### Material for this task
....

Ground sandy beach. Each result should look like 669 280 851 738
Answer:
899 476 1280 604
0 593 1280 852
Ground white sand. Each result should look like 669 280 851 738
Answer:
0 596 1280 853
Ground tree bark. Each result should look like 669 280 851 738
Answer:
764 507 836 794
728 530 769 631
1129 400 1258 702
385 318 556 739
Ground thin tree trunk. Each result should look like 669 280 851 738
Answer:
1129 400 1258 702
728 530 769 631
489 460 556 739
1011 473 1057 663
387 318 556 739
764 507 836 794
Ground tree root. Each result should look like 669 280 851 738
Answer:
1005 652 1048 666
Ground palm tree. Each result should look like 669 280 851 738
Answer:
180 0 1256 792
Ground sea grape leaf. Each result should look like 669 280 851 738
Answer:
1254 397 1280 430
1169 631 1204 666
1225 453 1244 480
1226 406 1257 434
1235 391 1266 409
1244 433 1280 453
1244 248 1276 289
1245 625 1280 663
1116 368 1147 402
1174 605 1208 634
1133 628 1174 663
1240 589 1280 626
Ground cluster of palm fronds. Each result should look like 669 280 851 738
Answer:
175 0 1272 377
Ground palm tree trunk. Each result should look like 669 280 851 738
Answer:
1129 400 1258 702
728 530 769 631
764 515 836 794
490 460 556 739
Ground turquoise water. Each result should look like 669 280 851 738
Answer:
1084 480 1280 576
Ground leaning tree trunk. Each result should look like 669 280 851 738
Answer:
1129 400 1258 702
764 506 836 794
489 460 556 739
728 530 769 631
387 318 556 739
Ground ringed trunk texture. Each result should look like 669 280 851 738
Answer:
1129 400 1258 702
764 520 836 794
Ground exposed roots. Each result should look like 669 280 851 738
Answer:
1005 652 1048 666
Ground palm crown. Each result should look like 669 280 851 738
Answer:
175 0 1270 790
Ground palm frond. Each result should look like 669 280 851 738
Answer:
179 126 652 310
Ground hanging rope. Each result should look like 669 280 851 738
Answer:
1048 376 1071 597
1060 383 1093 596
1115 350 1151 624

....

### Written exercise
Swap "tree trunk" for "tree stem" everywhere it occurs in the lines above, leaving the rest of the text unchanged.

### The answer
Ground sandy beach. Each result should look like 669 280 851 738
Answer:
899 476 1280 604
0 593 1280 852
Ground white sand. Each result should look like 669 280 851 738
Answer:
0 596 1280 853
Ground tree bark. Each result should look like 669 280 851 738
Answer:
764 507 836 794
728 530 769 631
1129 400 1258 702
385 318 556 739
Ground thin tree stem. Each result should look like 669 280 851 738
Answer:
1129 400 1258 702
728 530 769 631
489 460 556 739
1011 473 1057 663
387 318 556 739
764 507 836 794
Ground tree root. Each result should look like 669 280 851 738
Answer:
1005 652 1048 666
Ground palm tree. Each result should look like 669 280 851 738
Answer:
180 0 1256 792
Ground sea grape leaf. Each result should look like 669 280 851 738
Answer:
1254 397 1280 430
1169 631 1204 666
1225 453 1244 480
1226 406 1257 434
1235 391 1266 409
1244 433 1280 453
1244 248 1276 289
1245 625 1280 663
1116 368 1147 402
1174 605 1208 634
1133 628 1174 663
1240 589 1280 626
Ground cluster of palm fronds. Each result should look like 669 280 851 738
Answer:
175 0 1272 377
Ground palm tree stem. Each result should look like 669 280 851 738
Answer:
1129 400 1258 702
728 530 769 631
764 515 836 794
490 460 556 739
Ground turquoise water. Each result should look like 669 280 851 738
Answer:
1084 480 1280 576
Ground leaning tree stem. Each result should look like 669 280 851 738
Answer:
1129 400 1258 702
764 506 836 794
489 460 556 739
728 530 769 631
387 318 556 739
Ground ringed trunk texture. Each result should look like 669 280 851 738
Answer:
1129 400 1258 702
764 520 836 794
Ground exposed roots. Each result should look like 669 280 851 738
Answer:
1005 652 1048 666
Ground palm crown. Each result should look like 669 280 851 738
Answer:
175 0 1270 790
Ground palm frond. Each result should look like 669 280 851 738
Answer:
179 126 652 310
Ground hanging rope. Each result should look like 669 280 851 738
Answer:
1048 376 1071 597
1060 383 1093 596
1115 350 1151 624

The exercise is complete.